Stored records
* * *

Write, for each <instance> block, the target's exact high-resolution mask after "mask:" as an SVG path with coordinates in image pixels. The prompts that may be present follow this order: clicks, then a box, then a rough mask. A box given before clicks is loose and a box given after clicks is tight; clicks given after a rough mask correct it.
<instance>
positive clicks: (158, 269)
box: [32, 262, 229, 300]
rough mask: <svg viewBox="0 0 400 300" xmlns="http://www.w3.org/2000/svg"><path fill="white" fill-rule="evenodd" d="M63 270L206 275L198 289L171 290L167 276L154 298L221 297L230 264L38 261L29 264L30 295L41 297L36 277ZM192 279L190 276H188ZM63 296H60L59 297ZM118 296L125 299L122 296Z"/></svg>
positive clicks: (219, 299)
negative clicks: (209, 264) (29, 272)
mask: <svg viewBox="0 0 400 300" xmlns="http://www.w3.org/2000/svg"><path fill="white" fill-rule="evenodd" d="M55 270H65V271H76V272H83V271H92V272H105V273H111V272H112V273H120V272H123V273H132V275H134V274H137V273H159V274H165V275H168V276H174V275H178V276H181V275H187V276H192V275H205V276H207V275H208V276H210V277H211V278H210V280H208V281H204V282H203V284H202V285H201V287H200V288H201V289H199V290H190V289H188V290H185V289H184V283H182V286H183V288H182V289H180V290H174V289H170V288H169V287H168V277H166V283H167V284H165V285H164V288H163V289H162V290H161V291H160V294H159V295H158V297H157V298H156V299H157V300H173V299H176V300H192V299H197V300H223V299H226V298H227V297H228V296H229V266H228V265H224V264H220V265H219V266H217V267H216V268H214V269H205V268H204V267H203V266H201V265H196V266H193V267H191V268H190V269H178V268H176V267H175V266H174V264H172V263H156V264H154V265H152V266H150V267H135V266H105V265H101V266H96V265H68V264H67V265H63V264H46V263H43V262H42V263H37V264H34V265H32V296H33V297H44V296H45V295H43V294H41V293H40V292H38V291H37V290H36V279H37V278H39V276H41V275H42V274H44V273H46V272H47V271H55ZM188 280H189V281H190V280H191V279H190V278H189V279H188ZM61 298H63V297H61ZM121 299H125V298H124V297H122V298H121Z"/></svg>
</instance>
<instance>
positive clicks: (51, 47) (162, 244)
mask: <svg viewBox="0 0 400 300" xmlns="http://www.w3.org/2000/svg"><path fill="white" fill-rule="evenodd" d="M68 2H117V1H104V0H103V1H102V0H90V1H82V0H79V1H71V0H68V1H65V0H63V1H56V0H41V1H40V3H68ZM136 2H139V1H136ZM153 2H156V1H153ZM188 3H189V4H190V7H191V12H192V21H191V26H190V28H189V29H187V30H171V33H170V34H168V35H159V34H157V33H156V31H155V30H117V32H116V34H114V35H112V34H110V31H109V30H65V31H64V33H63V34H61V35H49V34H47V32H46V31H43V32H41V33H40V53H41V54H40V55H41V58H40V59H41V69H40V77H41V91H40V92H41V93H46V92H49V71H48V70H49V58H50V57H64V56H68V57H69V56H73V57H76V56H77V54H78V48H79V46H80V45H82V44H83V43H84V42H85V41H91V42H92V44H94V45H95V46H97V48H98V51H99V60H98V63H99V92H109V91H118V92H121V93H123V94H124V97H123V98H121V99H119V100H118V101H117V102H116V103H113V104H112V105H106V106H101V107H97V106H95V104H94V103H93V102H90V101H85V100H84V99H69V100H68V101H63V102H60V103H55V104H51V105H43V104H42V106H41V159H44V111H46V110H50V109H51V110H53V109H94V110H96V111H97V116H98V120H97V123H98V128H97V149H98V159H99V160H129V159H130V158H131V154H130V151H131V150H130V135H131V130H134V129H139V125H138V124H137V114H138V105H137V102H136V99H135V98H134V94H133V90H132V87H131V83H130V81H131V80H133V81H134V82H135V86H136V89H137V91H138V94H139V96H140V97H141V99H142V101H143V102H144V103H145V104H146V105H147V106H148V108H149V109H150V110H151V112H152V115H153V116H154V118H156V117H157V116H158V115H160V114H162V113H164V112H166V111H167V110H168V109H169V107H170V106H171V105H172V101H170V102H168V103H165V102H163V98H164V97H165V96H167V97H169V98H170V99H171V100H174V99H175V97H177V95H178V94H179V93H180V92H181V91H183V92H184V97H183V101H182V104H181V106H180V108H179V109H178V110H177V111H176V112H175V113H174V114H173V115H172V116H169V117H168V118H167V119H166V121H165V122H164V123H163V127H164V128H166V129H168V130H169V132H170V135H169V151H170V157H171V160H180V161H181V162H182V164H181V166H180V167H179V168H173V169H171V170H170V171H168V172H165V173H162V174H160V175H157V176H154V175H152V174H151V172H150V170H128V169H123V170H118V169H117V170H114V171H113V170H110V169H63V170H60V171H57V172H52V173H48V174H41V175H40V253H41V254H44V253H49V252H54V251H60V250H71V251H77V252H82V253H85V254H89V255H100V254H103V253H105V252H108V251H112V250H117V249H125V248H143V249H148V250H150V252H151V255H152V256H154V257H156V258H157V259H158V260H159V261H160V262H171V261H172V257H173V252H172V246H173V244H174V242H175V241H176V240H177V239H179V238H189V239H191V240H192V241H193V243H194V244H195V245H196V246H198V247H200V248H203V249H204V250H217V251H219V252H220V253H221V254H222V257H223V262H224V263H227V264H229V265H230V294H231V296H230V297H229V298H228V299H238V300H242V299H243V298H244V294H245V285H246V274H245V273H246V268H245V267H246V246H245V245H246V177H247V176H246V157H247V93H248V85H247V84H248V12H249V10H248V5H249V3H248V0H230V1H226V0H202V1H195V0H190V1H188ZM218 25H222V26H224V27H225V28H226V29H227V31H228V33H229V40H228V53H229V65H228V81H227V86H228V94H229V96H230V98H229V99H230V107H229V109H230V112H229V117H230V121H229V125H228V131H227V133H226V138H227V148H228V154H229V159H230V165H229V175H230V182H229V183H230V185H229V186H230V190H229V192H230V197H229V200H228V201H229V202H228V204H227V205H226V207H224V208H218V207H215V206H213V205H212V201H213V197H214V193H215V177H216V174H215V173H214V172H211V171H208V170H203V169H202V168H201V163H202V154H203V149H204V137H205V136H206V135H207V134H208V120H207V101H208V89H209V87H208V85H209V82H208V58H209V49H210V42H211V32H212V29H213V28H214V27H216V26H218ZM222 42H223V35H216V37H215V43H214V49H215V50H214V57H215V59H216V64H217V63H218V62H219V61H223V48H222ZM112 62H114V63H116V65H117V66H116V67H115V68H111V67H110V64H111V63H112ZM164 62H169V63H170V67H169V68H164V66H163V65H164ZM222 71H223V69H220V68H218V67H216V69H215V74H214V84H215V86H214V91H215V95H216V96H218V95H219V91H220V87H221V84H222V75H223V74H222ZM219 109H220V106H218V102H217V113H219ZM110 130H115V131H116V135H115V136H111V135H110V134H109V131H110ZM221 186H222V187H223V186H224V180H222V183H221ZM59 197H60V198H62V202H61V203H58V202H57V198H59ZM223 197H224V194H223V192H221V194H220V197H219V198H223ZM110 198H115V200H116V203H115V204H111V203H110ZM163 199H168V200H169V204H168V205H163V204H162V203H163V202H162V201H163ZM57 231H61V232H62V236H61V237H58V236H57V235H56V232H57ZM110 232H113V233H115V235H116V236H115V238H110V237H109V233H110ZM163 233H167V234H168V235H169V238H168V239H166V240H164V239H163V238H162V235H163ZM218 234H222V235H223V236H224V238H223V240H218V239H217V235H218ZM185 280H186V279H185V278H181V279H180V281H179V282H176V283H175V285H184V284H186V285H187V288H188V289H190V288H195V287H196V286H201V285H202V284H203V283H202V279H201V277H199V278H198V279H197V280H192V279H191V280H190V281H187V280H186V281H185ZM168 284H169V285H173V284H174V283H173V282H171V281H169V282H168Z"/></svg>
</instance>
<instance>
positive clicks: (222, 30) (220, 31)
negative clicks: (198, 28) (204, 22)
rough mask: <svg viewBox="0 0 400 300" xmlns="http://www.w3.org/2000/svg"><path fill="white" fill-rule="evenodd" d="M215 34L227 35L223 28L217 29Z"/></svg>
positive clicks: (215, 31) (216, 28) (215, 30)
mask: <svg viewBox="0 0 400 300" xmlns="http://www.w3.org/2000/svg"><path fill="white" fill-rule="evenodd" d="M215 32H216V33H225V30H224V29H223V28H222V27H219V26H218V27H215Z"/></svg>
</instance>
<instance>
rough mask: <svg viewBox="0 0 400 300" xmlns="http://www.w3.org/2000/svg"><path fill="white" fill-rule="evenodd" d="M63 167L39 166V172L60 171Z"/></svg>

* * *

## What the task requires
Return exactly the lines above from the line that has "positive clicks: (158, 269)" through the line that has "positive clicks: (219, 299)", inclusive, and nothing else.

## Result of this task
positive clicks: (158, 269)
box: [32, 262, 229, 300]
rough mask: <svg viewBox="0 0 400 300" xmlns="http://www.w3.org/2000/svg"><path fill="white" fill-rule="evenodd" d="M63 270L206 275L198 289L171 290L167 276L154 298L221 297L230 264L38 261L29 264L30 295L41 297L36 277ZM192 279L190 276H188ZM63 296H60L59 297ZM118 296L125 299L122 296Z"/></svg>
positive clicks: (219, 299)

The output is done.